EXERCISE A ▸ From the Veg Club article below, transcribe the passage between "Veggies and values" and "area, this semester.", inclusive.
EXERCISE B ▸ According to the Veg Club article below, who will speak to the club this semester?
EXERCISE C ▸ Continue the Veg Club article below, beginning after its final sentence.

Veggies and values
By: Jessica Ricks, Staff Writer
Vegetarians, vegans and any student curious to know more about the meat-free lifestyle is welcome to join the Veg Club.
Many of the people who join the club are already vegetarian, or are at least open to that lifestyle, yet the transition is always a little bit challenging.
“Growing up eating meat your whole life and living with meat eaters, I definitely had to learn new ways to get my protein in, and I’m still trying to learn how to cook,” Vice President of Veg Club Sarah Elsayed said.
Veg Club will be volunteering with the SPCA and will have a speaker, Chris Dtrick, who is a big vegan activist in the Baltimore area, this semester.
“I feel like Towson has a really big environmental initiative and we really tie into that,” President of the Veg Club, Skylar Moore, said. “Especially next semester I want to work a little more closely with environmental groups at Towson.”
Vegetarianism and veganism isn’t just about health and animal rights, it has implications on many other aspects.

EXTRACTED DATA ▸
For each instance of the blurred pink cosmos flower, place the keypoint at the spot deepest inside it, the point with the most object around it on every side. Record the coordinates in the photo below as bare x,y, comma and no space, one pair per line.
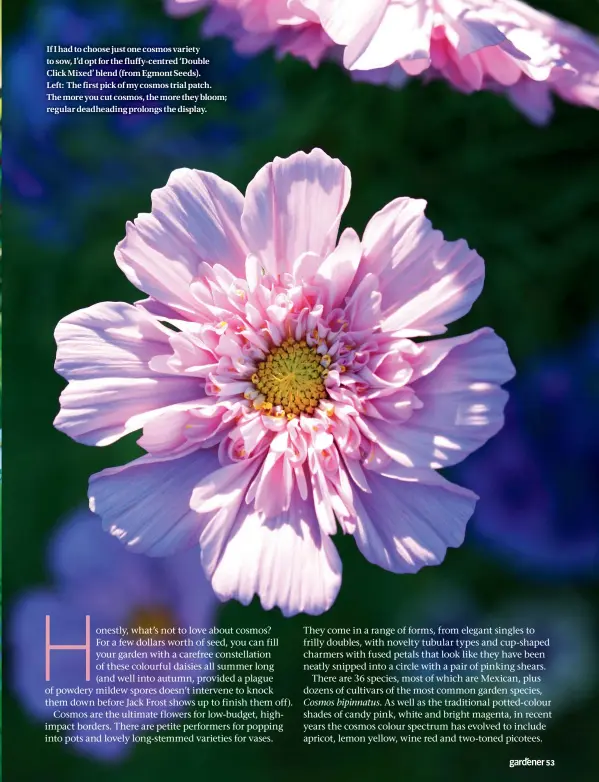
501,45
274,372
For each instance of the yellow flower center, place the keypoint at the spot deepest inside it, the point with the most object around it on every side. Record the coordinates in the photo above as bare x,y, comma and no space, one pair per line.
291,378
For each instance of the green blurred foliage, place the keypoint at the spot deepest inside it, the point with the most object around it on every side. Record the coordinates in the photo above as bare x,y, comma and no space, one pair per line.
524,197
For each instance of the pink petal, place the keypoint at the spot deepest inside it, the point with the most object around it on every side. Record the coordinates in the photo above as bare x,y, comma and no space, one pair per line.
335,275
145,504
343,22
286,561
294,206
426,282
462,402
403,34
403,526
105,352
179,8
195,218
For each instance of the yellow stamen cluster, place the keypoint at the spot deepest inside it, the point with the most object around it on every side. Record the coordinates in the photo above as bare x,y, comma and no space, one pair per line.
291,379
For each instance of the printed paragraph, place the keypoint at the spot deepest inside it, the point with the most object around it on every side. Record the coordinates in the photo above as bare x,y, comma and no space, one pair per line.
128,80
422,685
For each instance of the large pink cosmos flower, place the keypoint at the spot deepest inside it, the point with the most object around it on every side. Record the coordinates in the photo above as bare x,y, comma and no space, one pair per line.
501,45
274,372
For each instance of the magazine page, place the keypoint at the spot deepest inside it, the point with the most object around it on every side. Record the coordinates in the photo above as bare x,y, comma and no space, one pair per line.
301,395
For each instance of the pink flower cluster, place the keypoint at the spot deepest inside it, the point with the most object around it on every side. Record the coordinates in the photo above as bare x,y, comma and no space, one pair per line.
500,45
274,372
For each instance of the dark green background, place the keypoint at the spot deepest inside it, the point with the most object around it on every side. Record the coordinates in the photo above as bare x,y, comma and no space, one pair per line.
525,197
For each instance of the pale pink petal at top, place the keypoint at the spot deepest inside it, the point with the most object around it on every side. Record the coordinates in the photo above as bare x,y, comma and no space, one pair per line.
280,390
293,206
105,353
499,45
426,282
194,218
185,7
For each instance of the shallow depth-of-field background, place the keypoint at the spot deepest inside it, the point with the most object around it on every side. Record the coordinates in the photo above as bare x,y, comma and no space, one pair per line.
524,197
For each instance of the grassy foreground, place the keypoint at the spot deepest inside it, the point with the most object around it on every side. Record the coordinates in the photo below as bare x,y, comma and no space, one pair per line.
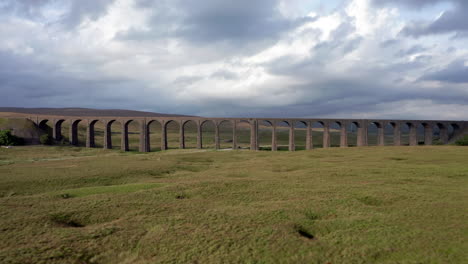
354,205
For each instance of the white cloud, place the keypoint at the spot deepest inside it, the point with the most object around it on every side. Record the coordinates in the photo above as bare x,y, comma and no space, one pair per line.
351,62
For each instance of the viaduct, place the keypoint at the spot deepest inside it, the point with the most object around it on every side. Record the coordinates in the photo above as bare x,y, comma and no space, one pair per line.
458,127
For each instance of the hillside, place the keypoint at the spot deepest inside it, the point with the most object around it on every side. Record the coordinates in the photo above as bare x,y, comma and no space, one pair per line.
81,112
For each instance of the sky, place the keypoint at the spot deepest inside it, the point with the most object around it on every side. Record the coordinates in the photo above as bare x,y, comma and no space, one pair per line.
405,59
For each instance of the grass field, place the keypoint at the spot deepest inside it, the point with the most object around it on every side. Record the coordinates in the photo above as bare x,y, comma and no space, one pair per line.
354,205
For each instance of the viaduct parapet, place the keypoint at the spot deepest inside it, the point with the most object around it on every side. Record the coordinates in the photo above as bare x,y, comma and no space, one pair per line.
457,128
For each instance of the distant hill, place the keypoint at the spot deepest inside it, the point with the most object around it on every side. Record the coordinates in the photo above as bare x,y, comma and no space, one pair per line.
82,112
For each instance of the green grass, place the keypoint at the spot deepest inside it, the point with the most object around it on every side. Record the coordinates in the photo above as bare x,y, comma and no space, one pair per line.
353,205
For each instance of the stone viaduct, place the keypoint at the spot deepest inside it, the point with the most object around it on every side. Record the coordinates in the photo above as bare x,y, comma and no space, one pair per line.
458,127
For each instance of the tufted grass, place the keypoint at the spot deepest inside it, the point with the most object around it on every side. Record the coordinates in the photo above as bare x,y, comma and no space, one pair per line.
353,205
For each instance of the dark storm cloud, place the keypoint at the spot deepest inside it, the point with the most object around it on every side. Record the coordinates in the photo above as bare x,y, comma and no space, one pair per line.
456,72
454,20
410,3
241,23
73,12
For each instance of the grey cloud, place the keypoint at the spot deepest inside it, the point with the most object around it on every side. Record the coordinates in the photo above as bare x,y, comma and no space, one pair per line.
412,50
242,24
456,72
451,21
74,12
410,3
224,74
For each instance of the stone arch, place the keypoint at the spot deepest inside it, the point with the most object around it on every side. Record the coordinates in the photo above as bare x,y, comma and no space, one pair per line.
343,132
225,128
404,133
133,135
208,133
389,131
74,133
318,129
42,124
171,135
374,133
47,126
95,133
113,134
440,133
57,127
153,130
283,134
190,133
243,134
301,135
334,133
353,131
412,139
454,131
428,133
265,134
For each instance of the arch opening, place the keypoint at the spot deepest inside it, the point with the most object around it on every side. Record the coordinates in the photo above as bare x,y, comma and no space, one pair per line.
115,129
154,135
317,134
208,134
133,135
353,133
97,134
190,134
389,130
243,134
373,129
172,129
225,128
300,135
405,133
335,134
282,135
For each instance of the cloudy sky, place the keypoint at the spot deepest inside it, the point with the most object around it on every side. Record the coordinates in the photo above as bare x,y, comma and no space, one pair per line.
296,58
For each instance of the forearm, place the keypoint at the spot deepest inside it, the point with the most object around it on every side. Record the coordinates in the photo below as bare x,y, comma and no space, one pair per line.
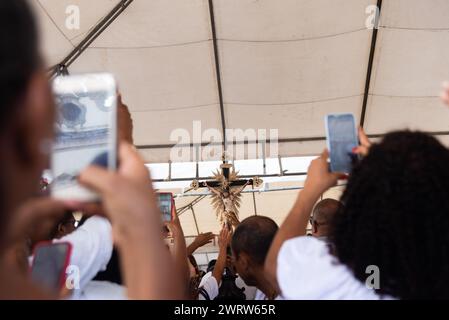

TASK OUTPUT A ▸
Veggies and values
By: Jessica Ricks, Staff Writer
Vegetarians, vegans and any student curious to know more about the meat-free lifestyle is welcome to join the Veg Club.
Many of the people who join the club are already vegetarian, or are at least open to that lifestyle, yet the transition is always a little bit challenging.
“Growing up eating meat your whole life and living with meat eaters, I definitely had to learn new ways to get my protein in, and I’m still trying to learn how to cook,” Vice President of Veg Club Sarah Elsayed said.
Veg Club will be volunteering with the SPCA and will have a speaker, Chris Dtrick, who is a big vegan activist in the Baltimore area, this semester.

TASK OUTPUT B ▸ Chris Dtrick, a vegan activist in the Baltimore area.

TASK OUTPUT C ▸
“I think a lot of people, when they hear a plant-based lifestyle, they think it’s just about animal welfare,” Elsayed said. “And that’s a big sector of it but there are a lot of people that care more about the environment, world hunger, their health, so they do it for those reasons.”
The club also brings awareness to the environmental and health consequences that eating meat causes.
“I know personally for me when I went vegetarian and vegan, it opened up so many doors and exposed me to so many concepts,” Moore said. “I think I really gained a lot of knowledge doing that. I think Towson values diversity so much that this really is another form of diversity.”
The club meets at 7 p.m. on Thursdays in LA 2314.